--- Fragmento del artículo ---

========================

ALFONSO CRESPO HIDALGO, sacerdote | En un encuentro entrañable de Benedicto XVI con el clero de su diócesis, el obispo de Roma se despedía de ellos con estas hermosas palabras: “Aunque me retiro ahora, en la oración estoy siempre cercano a todos vosotros, y estoy seguro de que también todos vosotros estaréis cercanos a mí, aunque permaneceré escondido para el mundo”.
A todos nos ha conmocionado su renuncia. Incluso, hemos podido emitir juicios fáciles y comparativos con el trayecto final de su antecesor, el venerado Juan Pablo II, que murió casi ante los ojos de todos, afirmando que, a pesar de su grave enfermedad y deterioro final, no quiso “bajarse de la cruz”. Quizás él también se planteó la renuncia. Y su conciencia, “ese sagrario donde Dios nos habla”, le invitó a continuar.
Pero, ¿podemos decir, como se ha dicho en algunos medios, que Joseph Ratzinger se ha bajado de la cruz? Creo que no. Es mejor decir que la ha abrazado, más si cabe, de forma diferente: encierra gran valentía el reconocimiento de la propia limitación, saber que no todo depende de nosotros y que la Iglesia depende de la mano del Único Pastor.
Su decisión es una llamada, “en el sagrario íntimo de la conciencia y con plena libertad”, al realismo, que invita a asumir la propia condición y a buscar, en consecuencia, no el propio bien, sino el bien de la Iglesia. Su decisión es una clara lección de sana humanidad para ostentar el cargo como servicio. Con su renuncia, ha mostrado una encomiable grandeza de ánimo y un gran amor a la Iglesia. No es tiempo de comparaciones, sino de agradecimientos: dar gracias a Dios por los dos últimos papas, tan distintos, pero, tan complementarios. No se puede comprender del todo a Juan Pablo II sin su fiel colaborar Joseph Ratzinger; ni comprender a Benedicto XVI sin la gran herencia posconciliar que le dejó su antecesor y que él ha gestionado con sabiduría, abriendo horizontes nuevos: sus enseñanzas son cartas de ruta para navegar el nuevo milenio.
El pontificado de Benedicto XVI, recibido por muchos con escepticismo y reticencias, ha sido luminoso y fecundo desde el punto de vista doctrinal. El sólido pensamiento filosófico y teológico de Ratzinger constituye la base de un rico magisterio que queda como su mejor legado.
Buen conocedor de la filosofía y la teología contemporáneas, publicó en 1968, año mítico de rupturas y convulsiones en el mundo y en la Iglesia, su Introducción al cristianismo, clave para conocer su síntesis intelectual. El profesor Ratzinger subrayaba el núcleo más íntimo de la fe cristiana: la experiencia de que Dios, revelado en Cristo, es amor, un amor incondicional que llama al hombre a una amistad desde la que la vida humana tiene sentido y alcanza plenitud.

========================

Reproduce sin cambios el pasaje del artículo sobre la renuncia de Benedicto XVI que comienza con "A todos nos" y continúa hasta "del Único Pastor.". Los registros que siguen proceden de una fuente distinta de la del artículo.

========================

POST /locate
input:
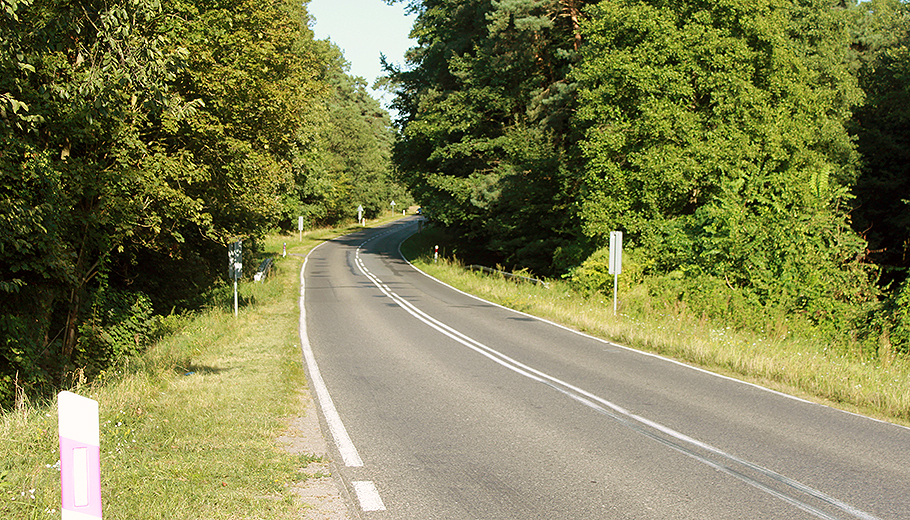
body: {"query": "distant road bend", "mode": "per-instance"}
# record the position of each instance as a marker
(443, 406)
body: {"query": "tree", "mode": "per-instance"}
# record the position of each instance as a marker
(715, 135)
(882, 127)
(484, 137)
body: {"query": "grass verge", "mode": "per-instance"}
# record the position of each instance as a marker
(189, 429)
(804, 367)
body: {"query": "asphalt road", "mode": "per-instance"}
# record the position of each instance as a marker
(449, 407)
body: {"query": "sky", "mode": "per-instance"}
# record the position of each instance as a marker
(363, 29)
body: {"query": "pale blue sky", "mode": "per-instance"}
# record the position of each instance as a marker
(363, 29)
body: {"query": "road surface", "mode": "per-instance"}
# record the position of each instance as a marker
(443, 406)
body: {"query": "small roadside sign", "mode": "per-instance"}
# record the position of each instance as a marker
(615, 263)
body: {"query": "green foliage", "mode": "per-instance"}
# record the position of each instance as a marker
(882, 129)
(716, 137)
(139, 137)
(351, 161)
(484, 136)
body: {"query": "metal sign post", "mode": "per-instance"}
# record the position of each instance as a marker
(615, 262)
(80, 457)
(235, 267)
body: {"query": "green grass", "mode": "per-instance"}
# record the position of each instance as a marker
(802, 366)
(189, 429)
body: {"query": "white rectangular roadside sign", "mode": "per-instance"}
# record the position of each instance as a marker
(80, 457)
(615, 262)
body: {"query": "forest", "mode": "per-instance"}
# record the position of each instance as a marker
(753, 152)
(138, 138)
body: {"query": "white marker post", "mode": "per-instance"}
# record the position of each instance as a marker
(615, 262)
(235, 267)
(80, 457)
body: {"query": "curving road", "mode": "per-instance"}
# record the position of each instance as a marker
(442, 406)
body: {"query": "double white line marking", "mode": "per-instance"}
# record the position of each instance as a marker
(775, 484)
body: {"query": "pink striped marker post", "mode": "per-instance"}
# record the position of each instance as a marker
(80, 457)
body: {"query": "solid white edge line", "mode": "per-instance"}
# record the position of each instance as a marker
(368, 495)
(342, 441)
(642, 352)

========================

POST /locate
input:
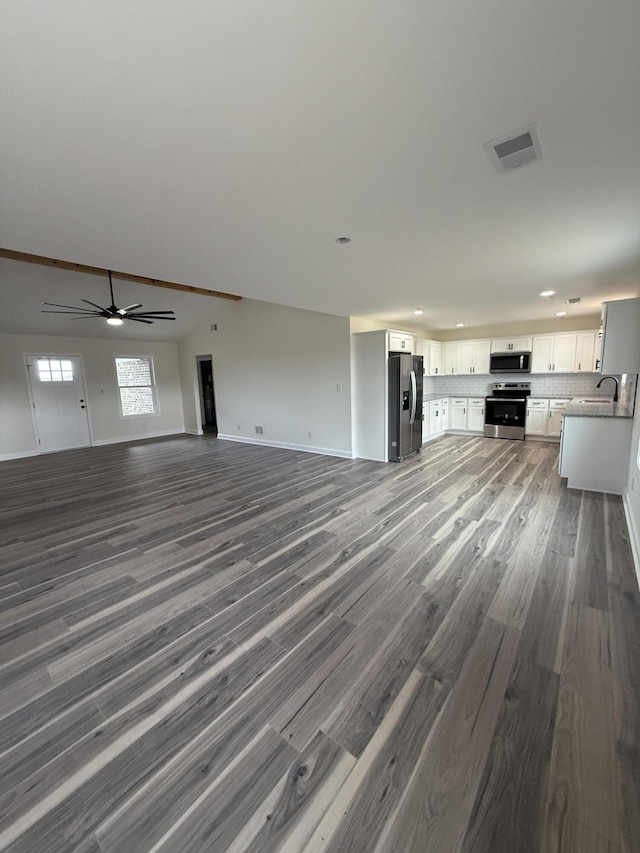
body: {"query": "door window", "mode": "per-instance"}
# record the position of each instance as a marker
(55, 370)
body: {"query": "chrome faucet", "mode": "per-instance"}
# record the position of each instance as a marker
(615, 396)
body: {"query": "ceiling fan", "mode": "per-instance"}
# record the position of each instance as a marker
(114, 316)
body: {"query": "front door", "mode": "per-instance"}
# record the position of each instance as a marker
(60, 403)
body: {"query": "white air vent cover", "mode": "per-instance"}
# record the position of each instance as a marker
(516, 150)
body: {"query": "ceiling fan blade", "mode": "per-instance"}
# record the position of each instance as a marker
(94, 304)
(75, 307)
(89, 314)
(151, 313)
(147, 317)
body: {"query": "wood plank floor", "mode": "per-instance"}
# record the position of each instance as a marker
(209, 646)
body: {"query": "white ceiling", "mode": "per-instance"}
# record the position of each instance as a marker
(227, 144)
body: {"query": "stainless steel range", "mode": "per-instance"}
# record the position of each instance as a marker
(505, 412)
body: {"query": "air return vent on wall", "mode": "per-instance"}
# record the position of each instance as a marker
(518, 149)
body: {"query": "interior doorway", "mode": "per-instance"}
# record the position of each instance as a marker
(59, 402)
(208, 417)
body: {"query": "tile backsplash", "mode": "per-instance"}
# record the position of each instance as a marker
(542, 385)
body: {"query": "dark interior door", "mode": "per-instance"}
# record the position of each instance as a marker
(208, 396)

========================

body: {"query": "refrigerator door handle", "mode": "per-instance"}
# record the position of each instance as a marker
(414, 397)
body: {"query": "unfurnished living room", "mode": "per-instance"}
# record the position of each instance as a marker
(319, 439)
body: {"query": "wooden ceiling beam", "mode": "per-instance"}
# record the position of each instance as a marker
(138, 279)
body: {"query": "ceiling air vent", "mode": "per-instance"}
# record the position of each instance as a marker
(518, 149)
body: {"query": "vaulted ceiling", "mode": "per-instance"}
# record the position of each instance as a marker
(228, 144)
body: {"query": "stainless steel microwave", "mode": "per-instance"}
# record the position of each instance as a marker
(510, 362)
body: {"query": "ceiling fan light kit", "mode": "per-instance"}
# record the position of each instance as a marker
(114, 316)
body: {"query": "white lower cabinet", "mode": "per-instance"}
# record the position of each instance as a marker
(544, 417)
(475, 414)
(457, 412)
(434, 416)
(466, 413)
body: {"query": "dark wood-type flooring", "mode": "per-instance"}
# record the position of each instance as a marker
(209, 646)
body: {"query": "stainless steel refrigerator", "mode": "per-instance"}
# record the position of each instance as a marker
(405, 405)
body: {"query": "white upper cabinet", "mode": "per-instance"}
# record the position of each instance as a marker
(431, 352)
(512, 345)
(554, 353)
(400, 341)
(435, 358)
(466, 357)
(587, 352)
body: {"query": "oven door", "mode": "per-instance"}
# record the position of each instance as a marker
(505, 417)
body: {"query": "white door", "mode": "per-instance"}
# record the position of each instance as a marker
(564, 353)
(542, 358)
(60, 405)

========================

--- Ejercicio resuelto ---
A todos nos ha conmocionado su renuncia. Incluso, hemos podido emitir juicios fáciles y comparativos con el trayecto final de su antecesor, el venerado Juan Pablo II, que murió casi ante los ojos de todos, afirmando que, a pesar de su grave enfermedad y deterioro final, no quiso “bajarse de la cruz”. Quizás él también se planteó la renuncia. Y su conciencia, “ese sagrario donde Dios nos habla”, le invitó a continuar.
Pero, ¿podemos decir, como se ha dicho en algunos medios, que Joseph Ratzinger se ha bajado de la cruz? Creo que no. Es mejor decir que la ha abrazado, más si cabe, de forma diferente: encierra gran valentía el reconocimiento de la propia limitación, saber que no todo depende de nosotros y que la Iglesia depende de la mano del Único Pastor.